■ **Goals**
a: In the court report on the paper mill explosion, what job did Ayers hold with Elite?
b: Carry on the court report on the paper mill explosion from its last sentence.

[begin Selected excerpt]

These motions were referred to the undersigned for review, report, and recommendation in accordance with the provisions of 28 U.S.C. § 636. For the reasons stated below, IT IS RECOMMENDED that the Motion to Remand and Motion to Amend [docs. 8, 11] be DENIED, and that all claims against Elite Industrial Services, Inc., and Elite Specialty Welding, LLC, be DISMISSED WITHOUT PREJUDICE.
I.
BACKGROUND
On February 1, 2018, Ayers, a Texas resident, filed suit in the 36th Judicial District Court, Beauregard Parish, Louisiana. Doc. 1, att. 7, p. 2. He named as defendants PCA, a corporation with its citizenship in Illinois and Delaware; Elite Industrial Services, Inc., "believed to be a Texas corporation," and Elite Specialty Welding, LLC ("Elite," collectively with Elite Industrial Services), "a Delaware limited liability company, with its principal place of business in the State of Louisiana." Id.
PCA asserts that "Elite Industrial is the name under which Elite Specialty operates, and is not a separate entity." Doc. 2, p. 3. Ayers does not contest this statement. Doc. 8, p. 2 n.1.
According to the petition, Ayers was employed as a boilermaker by Elite, which had been contracted by PCA to perform maintenance work, including cutting and welding, at PCA's paper mill in DeRidder, Louisiana. Id. at pp. 2-3. On the day of the incident, Ayers was on site at the mill in DeRidder while an Elite welder was doing "hot work" above a foul condensate tank ("FC tank") that had not been fully purged of flammable gases. Id. at pp. 3-4. The gases formed a vapor cloud that exploded as a result of the welding work, resulting in severe injuries to Ayers and killing or injuring several of his coworkers. Id. at p. 4. Ayers asserts that PCA and Elite are liable because they were negligent and knew or should have known that the accident was substantially certain to occur. Id. at pp. 6-7.
On March 7, 2018, PCA removed the action to this court, alleging diversity jurisdiction pursuant to 28 U.S.C. § 1332. Doc. 2, p. 2. PCA maintains that Elite was improperly joined to defeat diversity because Louisiana law bars suits by an employee against his employer for work-related injuries. Id. at pp. 3-4.

[end Selected excerpt]
[begin Data entries]

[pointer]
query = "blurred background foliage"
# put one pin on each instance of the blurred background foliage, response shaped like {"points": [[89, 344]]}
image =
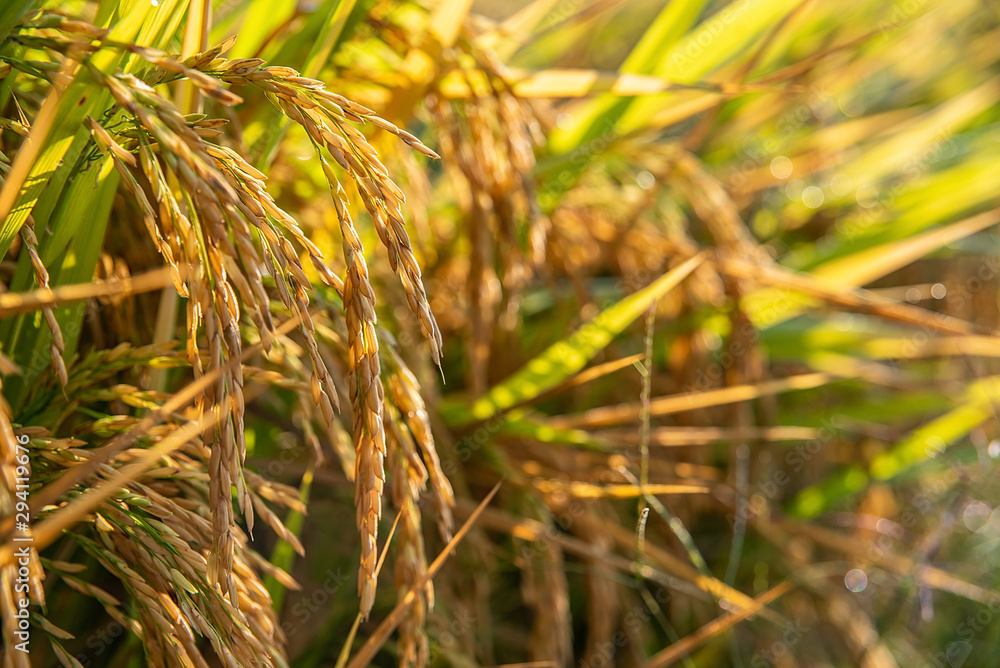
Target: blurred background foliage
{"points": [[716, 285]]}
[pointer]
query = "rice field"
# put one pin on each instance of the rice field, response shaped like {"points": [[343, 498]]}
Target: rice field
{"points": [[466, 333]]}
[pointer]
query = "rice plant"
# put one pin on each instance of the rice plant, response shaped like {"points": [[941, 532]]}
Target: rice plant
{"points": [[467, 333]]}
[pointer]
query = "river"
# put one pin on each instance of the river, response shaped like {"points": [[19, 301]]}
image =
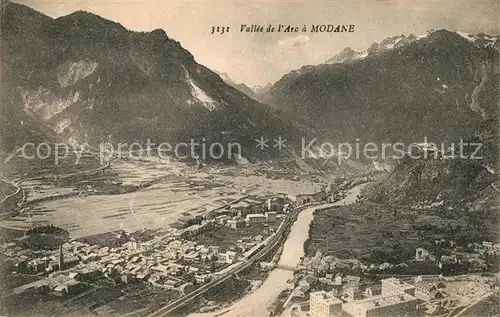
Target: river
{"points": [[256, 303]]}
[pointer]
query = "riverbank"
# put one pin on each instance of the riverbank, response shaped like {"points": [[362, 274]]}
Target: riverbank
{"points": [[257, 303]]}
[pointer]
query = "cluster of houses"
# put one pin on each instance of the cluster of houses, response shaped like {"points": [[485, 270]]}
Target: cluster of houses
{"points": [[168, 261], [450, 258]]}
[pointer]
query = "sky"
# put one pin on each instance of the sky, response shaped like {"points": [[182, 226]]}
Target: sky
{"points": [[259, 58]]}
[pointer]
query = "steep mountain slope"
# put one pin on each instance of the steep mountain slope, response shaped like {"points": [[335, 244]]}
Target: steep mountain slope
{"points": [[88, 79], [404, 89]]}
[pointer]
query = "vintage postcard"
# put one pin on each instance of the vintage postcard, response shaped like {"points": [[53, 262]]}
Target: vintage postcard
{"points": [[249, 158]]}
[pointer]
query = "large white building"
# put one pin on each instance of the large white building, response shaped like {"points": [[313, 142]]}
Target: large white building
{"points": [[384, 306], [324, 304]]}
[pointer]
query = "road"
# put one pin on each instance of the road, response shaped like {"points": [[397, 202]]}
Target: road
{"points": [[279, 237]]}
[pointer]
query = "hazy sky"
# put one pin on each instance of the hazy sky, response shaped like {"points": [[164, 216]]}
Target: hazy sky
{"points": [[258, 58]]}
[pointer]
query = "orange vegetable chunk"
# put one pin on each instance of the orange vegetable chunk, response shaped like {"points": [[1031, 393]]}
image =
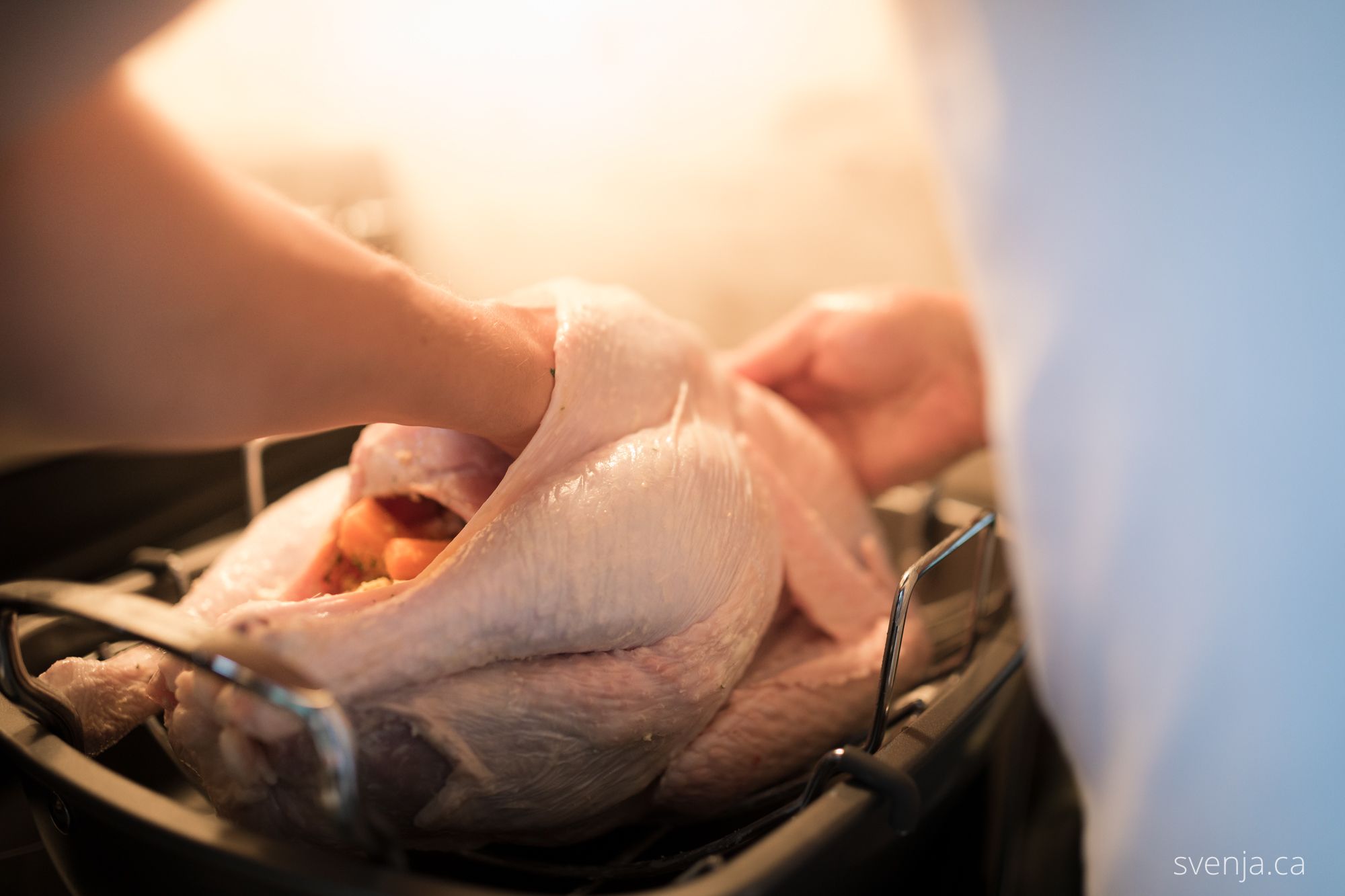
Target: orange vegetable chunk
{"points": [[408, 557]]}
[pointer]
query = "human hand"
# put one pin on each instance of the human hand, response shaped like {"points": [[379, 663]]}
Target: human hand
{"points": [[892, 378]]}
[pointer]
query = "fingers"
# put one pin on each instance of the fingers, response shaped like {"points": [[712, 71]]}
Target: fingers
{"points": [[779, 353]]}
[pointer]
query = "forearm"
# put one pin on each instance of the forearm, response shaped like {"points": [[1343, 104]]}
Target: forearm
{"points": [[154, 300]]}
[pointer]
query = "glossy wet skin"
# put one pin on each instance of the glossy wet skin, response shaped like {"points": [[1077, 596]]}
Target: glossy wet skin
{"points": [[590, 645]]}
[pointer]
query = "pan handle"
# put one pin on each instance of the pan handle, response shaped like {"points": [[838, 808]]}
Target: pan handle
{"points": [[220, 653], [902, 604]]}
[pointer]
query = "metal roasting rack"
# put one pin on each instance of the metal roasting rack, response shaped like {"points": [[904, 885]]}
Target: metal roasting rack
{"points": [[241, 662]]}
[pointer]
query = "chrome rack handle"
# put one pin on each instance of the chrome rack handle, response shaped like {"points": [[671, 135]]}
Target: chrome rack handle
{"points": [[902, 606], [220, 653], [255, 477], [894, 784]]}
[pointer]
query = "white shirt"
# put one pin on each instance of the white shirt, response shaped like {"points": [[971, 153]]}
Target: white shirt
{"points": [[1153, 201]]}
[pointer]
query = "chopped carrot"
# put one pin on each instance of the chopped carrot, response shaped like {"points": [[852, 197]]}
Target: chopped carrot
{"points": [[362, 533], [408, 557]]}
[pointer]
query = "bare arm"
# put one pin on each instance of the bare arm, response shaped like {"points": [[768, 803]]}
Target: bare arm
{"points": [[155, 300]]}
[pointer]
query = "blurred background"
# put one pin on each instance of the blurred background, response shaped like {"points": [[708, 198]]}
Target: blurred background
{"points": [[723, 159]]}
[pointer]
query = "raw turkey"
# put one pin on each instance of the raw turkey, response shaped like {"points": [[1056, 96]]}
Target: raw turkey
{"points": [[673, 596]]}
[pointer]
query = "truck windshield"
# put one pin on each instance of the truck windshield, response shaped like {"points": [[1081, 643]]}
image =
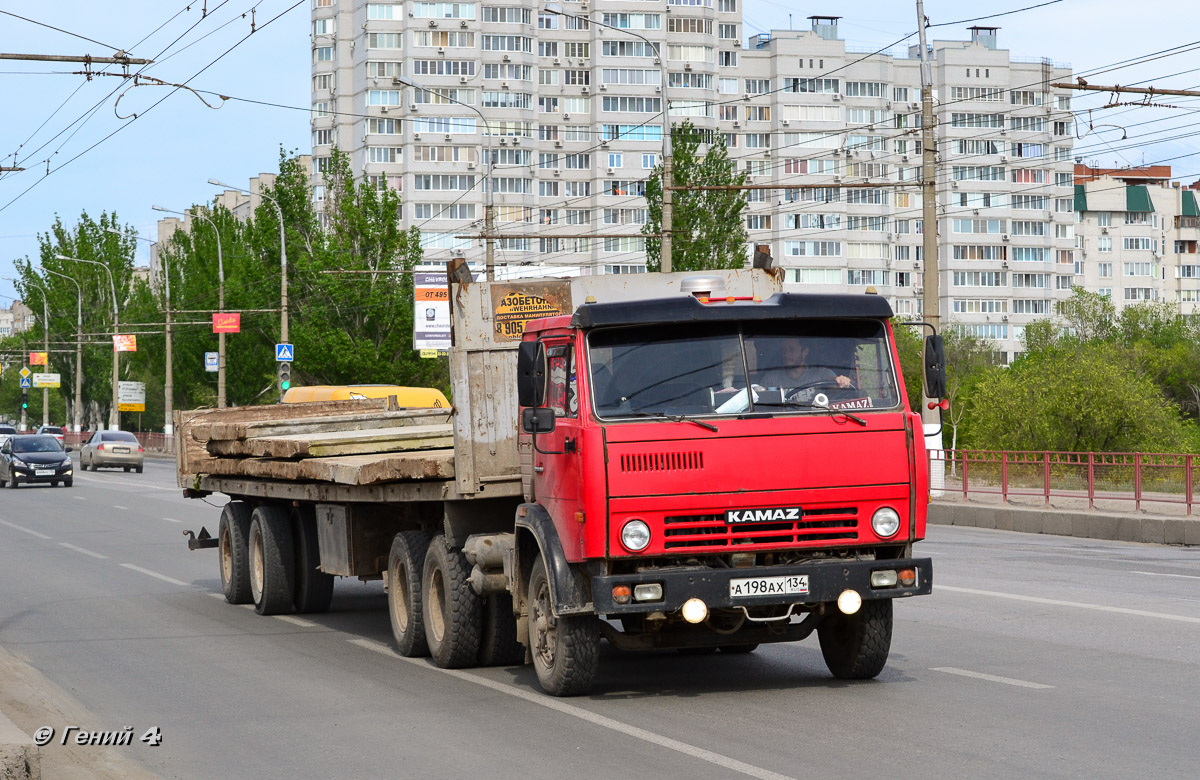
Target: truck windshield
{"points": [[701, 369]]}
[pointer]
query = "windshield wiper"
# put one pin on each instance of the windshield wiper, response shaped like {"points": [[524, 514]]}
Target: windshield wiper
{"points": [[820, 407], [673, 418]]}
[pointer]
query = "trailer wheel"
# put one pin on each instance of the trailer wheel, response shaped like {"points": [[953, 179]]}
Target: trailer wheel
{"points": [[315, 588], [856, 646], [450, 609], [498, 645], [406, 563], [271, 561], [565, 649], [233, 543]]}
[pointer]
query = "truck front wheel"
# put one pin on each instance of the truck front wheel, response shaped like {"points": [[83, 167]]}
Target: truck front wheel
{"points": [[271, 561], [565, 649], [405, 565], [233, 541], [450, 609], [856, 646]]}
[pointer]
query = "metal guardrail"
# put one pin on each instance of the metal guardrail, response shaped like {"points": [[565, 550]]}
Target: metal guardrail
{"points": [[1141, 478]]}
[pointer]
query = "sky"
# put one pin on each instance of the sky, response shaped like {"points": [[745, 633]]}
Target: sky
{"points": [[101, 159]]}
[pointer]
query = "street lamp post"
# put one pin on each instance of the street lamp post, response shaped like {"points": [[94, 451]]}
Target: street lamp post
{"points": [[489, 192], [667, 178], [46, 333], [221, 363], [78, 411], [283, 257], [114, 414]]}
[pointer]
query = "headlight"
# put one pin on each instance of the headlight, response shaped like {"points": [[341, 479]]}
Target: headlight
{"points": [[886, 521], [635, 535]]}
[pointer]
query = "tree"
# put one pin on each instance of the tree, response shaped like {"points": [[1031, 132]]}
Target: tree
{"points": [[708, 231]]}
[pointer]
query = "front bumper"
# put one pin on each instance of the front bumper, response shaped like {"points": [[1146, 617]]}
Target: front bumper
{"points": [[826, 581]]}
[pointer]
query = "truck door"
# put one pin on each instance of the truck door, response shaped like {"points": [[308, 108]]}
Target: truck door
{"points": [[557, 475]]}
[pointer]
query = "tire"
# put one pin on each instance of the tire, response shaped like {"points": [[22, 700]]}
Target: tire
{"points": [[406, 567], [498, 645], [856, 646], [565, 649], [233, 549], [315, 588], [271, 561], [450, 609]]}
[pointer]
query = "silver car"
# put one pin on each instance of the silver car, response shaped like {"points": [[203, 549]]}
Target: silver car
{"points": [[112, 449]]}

[end Data entries]

■ **Task answers**
a: He was a boilermaker.

b:
Ayers filed the instant motion to remand on April 4, 2018. Doc. 8. He argues that the "intentional act exception" to the Louisiana workers' compensation statute applies in this case and thus he has a reasonable basis for recovery in tort under the Fifth Circuit's "substantially certain test" because Elite "'consciously subject[ed him] to a hazardous or defective work environment.'" Doc. 8, att. 1, p. 8 (quoting Guillory v. Domtar Indus., Inc., 95 F.3d 1320, 1327 (5th Cir. 1996)). PCA opposes remand. Doc. 10. Ayers has also filed a Motion to Amend [doc. 11], seeking to add claims against James Machine Works, LLC ("JMW"), manufacturer of the FC tank, and PCA employees Raymond Lester, Floyd LeBleu, and Timothy Wohlers. Doc. 11. PCA opposes the motion. Doc. 14.
II.
LAW & ANALYSIS
Any civil action brought in a State court of which the district courts have original jurisdiction may be removed to the proper district court. 28 U.S.C. § 1441(a). District courts have original jurisdiction over all civil actions where the amount in controversy exceeds $75,000, exclusive of interest and costs, and is between citizens of different states. 28 U.S.C. § 1332(a)(1). The diversity provisions of 28 U.S.C. § 1332(a)(1) require complete diversity among the parties. Caterpillar Inc. v. Lewis, 519 U.S. 61, 68 (1996). The removing party bears the burden of showing that removal was procedurally proper and that federal jurisdiction exists. See De Aguilar v. Boeing Co., 47 F.3d 1404, 1408 (5th Cir. 1995).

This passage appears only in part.